• DESCRIPTION OF THE TASK: Nothing in the data should be altered when it is repeated in full.

• RECORDS FOR THE EXERCISE:
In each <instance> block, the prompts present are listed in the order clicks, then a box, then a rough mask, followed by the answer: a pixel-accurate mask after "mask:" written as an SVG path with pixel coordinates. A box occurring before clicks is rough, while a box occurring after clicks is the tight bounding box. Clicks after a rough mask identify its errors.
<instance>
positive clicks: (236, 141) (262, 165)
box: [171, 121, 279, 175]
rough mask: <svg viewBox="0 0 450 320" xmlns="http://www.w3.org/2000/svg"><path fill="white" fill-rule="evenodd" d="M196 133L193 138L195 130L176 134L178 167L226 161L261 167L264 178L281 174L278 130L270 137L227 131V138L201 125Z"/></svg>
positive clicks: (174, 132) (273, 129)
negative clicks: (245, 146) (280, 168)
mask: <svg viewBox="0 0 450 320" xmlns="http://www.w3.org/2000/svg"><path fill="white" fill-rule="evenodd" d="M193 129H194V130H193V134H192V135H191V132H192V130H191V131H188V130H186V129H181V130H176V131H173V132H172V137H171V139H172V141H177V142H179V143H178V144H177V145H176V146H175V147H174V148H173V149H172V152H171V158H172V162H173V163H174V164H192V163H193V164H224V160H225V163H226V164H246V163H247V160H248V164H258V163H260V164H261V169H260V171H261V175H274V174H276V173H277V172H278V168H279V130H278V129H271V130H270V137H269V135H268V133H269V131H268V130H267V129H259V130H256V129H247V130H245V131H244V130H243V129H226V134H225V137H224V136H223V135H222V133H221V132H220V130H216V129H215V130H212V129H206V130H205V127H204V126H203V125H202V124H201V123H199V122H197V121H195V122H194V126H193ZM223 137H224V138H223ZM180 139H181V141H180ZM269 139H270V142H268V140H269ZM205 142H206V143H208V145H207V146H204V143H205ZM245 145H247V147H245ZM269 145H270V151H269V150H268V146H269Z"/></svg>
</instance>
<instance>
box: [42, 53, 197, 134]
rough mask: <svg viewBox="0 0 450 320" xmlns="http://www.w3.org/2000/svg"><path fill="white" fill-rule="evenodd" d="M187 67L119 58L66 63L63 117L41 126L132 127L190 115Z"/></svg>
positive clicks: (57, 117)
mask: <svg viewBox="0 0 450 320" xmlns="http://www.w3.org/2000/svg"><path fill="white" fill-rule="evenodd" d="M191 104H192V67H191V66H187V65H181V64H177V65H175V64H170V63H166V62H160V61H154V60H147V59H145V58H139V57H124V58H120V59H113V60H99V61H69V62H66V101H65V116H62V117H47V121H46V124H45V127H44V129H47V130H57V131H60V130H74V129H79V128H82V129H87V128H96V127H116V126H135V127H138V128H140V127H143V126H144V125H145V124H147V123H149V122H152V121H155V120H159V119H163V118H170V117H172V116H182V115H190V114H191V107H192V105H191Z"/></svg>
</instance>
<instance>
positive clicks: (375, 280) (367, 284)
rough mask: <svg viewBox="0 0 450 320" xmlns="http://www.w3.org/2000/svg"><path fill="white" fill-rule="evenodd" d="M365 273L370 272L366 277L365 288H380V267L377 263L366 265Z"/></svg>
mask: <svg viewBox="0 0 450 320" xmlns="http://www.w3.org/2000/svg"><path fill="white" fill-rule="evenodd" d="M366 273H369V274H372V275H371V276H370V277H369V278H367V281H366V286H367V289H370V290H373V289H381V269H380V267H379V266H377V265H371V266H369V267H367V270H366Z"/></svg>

• YOUR SOLUTION:
In each <instance> block, the prompts present are listed in the order clicks, then a box, then a rough mask, followed by the answer: a pixel-accurate mask after "mask:" written as an SVG path with pixel coordinates. A box occurring before clicks is rough, while a box occurring after clicks is the tight bounding box. Clicks after a rough mask identify its errors.
<instance>
positive clicks: (236, 141) (262, 165)
box: [171, 121, 279, 175]
rough mask: <svg viewBox="0 0 450 320" xmlns="http://www.w3.org/2000/svg"><path fill="white" fill-rule="evenodd" d="M196 133L193 138L195 130L176 134L178 167L226 161L261 167L264 178L281 174L278 130L270 137L227 131V138L201 125Z"/></svg>
positive clicks: (174, 132) (273, 129)
negative clicks: (245, 146) (280, 168)
mask: <svg viewBox="0 0 450 320" xmlns="http://www.w3.org/2000/svg"><path fill="white" fill-rule="evenodd" d="M193 129H194V130H193V134H192V135H191V132H192V130H191V131H188V130H186V129H181V130H176V131H173V132H172V137H171V139H172V141H177V142H179V143H178V144H177V145H176V146H175V147H174V148H173V149H172V152H171V158H172V162H173V163H174V164H192V163H193V164H224V160H225V163H226V164H246V163H247V160H248V164H258V163H260V164H261V169H260V171H261V175H274V174H276V173H277V172H278V168H279V130H278V129H271V130H270V137H269V135H268V133H269V131H268V130H267V129H259V130H256V129H247V130H245V131H244V130H243V129H226V134H225V137H224V136H223V135H222V133H221V132H220V130H216V129H215V130H212V129H206V130H205V127H204V126H203V125H202V124H201V123H199V122H197V121H195V122H194V126H193ZM223 137H224V138H223ZM180 139H181V141H180ZM269 139H270V142H268V140H269ZM205 142H206V143H208V145H207V146H204V143H205ZM245 145H247V147H245ZM269 145H270V151H269V150H268V146H269Z"/></svg>
</instance>
<instance>
box: [42, 53, 197, 134]
rough mask: <svg viewBox="0 0 450 320" xmlns="http://www.w3.org/2000/svg"><path fill="white" fill-rule="evenodd" d="M187 67L119 58L66 63L63 117L41 126L132 127L190 115Z"/></svg>
positive clicks: (57, 117)
mask: <svg viewBox="0 0 450 320" xmlns="http://www.w3.org/2000/svg"><path fill="white" fill-rule="evenodd" d="M191 104H192V67H191V66H187V65H181V64H177V65H175V64H170V63H166V62H160V61H154V60H147V59H145V58H139V57H124V58H120V59H113V60H99V61H69V62H66V101H65V116H62V117H47V121H46V124H45V127H44V129H47V130H57V131H60V130H74V129H79V128H82V129H87V128H96V127H116V126H135V127H138V128H140V127H143V126H144V125H145V124H147V123H149V122H152V121H155V120H159V119H163V118H170V117H172V116H182V115H190V114H191V107H192V105H191Z"/></svg>
</instance>
<instance>
positive clicks: (375, 280) (367, 284)
rough mask: <svg viewBox="0 0 450 320" xmlns="http://www.w3.org/2000/svg"><path fill="white" fill-rule="evenodd" d="M365 273L370 272L366 277L365 288H380V267L377 263L366 265Z"/></svg>
mask: <svg viewBox="0 0 450 320" xmlns="http://www.w3.org/2000/svg"><path fill="white" fill-rule="evenodd" d="M366 273H369V274H372V275H371V276H370V277H369V278H367V281H366V286H367V289H370V290H373V289H381V269H380V267H379V266H377V265H371V266H369V267H367V270H366Z"/></svg>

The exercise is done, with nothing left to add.